THE TASK -
Set down word for word the part of the dictionary-keys post below that runs from "I know the best" to "case using subset.".

5

I know the best way to check if the multiple keys exist in a given dictionary.

if {'foo', 'bar'} <= my_dict.keys():
    # True

Now I have to check if there is any key exist in given dictionary and got so far this:

if any(k in given_keys for k in my_dict):
    # True

I was wondering if there is any way to check this as checked above in first case using subset.

Saleem Ali
  • 1,363
  • 11
  • 21

2 Answers2

5

Similarly:

if {'foo', 'bar'} & my_dict.keys():
    print(True)

& means intersection.

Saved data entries
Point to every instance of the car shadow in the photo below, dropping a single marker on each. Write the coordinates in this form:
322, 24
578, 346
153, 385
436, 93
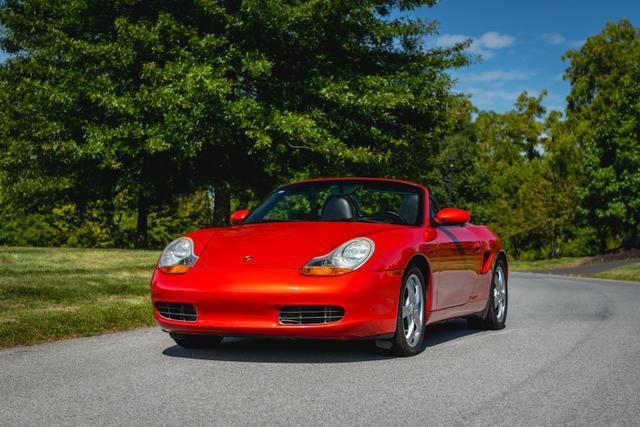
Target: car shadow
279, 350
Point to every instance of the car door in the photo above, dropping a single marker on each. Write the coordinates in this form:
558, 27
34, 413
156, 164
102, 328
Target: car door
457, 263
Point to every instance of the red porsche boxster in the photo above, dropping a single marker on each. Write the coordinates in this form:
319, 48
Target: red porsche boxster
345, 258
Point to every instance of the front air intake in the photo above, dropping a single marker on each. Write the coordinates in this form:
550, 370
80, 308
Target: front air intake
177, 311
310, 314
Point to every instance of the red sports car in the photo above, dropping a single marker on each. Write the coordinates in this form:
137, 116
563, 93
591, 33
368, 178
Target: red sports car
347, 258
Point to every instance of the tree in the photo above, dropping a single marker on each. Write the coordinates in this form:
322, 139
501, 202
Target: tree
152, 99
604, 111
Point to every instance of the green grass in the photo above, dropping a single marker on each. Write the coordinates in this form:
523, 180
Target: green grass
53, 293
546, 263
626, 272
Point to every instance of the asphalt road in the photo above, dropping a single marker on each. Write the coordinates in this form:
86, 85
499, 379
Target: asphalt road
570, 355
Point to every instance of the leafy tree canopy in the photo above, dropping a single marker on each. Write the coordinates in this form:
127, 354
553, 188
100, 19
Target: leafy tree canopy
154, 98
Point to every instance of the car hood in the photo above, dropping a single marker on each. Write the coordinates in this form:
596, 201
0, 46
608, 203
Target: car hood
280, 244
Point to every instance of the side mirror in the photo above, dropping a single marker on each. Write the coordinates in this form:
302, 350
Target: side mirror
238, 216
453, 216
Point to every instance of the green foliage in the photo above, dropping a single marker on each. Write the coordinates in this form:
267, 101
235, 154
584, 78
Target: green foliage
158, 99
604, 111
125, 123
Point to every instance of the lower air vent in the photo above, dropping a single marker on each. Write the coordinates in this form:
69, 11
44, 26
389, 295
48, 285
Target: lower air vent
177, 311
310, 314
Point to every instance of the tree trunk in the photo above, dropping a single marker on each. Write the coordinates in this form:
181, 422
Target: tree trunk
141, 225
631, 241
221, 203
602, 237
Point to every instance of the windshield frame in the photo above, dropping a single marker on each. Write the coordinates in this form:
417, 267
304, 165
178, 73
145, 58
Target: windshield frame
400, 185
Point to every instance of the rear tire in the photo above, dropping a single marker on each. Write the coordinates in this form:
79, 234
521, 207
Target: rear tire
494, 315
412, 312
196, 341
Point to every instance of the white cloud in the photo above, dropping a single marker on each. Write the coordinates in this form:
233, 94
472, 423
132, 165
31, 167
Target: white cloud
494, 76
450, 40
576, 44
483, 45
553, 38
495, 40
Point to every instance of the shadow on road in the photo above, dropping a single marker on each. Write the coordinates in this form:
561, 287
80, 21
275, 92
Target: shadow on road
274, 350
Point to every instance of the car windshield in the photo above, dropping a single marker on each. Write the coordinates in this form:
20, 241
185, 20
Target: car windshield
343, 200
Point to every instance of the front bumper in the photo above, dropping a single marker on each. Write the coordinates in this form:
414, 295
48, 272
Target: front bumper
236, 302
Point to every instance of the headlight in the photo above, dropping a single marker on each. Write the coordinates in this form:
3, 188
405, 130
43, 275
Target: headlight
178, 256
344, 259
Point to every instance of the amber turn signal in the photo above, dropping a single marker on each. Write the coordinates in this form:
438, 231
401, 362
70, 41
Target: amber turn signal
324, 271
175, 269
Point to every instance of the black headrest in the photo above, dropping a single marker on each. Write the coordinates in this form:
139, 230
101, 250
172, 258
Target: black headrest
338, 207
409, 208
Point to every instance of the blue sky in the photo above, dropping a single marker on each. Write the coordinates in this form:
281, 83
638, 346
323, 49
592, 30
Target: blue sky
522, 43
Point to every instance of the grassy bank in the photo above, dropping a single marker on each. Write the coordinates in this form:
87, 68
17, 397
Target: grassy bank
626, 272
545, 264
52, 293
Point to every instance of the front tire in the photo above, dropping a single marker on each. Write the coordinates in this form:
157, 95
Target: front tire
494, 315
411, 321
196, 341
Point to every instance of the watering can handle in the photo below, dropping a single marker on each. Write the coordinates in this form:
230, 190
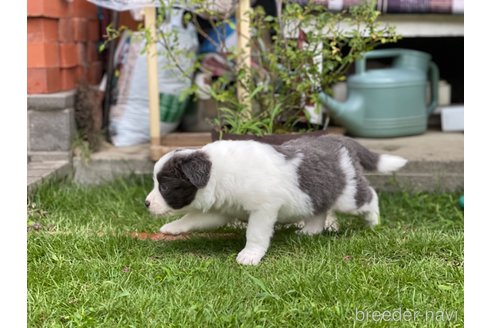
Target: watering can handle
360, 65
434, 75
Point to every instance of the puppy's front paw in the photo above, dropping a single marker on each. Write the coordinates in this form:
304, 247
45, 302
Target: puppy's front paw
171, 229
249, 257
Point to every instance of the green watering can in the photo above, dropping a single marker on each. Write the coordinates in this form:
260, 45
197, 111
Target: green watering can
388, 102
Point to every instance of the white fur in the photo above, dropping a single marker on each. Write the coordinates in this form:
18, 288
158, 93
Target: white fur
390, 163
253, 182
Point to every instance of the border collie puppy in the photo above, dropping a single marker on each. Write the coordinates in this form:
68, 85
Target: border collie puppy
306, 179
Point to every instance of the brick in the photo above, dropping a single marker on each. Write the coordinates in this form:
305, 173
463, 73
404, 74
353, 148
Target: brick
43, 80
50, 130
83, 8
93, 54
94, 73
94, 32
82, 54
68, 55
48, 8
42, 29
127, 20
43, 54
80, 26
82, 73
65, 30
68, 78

==

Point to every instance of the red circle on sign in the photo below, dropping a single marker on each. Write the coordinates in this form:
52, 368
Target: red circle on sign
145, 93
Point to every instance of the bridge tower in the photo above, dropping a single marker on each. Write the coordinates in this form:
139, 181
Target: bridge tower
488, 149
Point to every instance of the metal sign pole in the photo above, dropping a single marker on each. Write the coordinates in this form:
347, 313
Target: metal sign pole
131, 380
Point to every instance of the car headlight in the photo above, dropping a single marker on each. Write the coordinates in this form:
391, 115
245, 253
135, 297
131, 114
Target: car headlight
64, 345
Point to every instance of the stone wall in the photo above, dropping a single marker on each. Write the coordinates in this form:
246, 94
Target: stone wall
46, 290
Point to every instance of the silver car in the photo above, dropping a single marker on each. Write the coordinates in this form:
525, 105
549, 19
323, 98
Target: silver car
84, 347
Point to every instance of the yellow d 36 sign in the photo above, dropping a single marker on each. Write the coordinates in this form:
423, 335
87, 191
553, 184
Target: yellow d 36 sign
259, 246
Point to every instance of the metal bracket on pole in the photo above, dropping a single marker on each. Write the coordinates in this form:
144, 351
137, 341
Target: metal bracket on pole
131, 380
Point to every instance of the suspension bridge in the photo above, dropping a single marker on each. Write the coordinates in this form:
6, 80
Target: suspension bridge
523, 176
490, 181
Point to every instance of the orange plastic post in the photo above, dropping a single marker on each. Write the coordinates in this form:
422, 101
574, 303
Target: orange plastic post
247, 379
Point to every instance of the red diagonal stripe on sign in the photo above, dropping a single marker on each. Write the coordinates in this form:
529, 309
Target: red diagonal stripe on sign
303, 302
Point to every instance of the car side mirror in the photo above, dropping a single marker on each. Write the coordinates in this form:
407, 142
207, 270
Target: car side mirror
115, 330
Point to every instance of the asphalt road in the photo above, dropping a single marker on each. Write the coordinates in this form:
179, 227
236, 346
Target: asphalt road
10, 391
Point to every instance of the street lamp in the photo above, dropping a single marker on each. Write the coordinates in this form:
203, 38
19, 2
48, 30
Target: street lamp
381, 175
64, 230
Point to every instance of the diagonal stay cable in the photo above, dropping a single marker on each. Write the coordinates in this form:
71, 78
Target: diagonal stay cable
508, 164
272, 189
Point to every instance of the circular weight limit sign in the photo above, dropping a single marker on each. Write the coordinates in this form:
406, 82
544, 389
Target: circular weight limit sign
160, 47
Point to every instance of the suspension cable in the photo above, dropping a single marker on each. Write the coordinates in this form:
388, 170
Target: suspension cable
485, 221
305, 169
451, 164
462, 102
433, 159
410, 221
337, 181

THE OUTPUT -
I know the best way to check if the multiple keys exist in a given dictionary.

if {'foo', 'bar'} <= my_dict.keys():
    # True

Now I have to check if there is any key exist in given dictionary and got so far this:

if any(k in given_keys for k in my_dict):
    # True

I was wondering if there is any way to check this as checked above in first case using subset.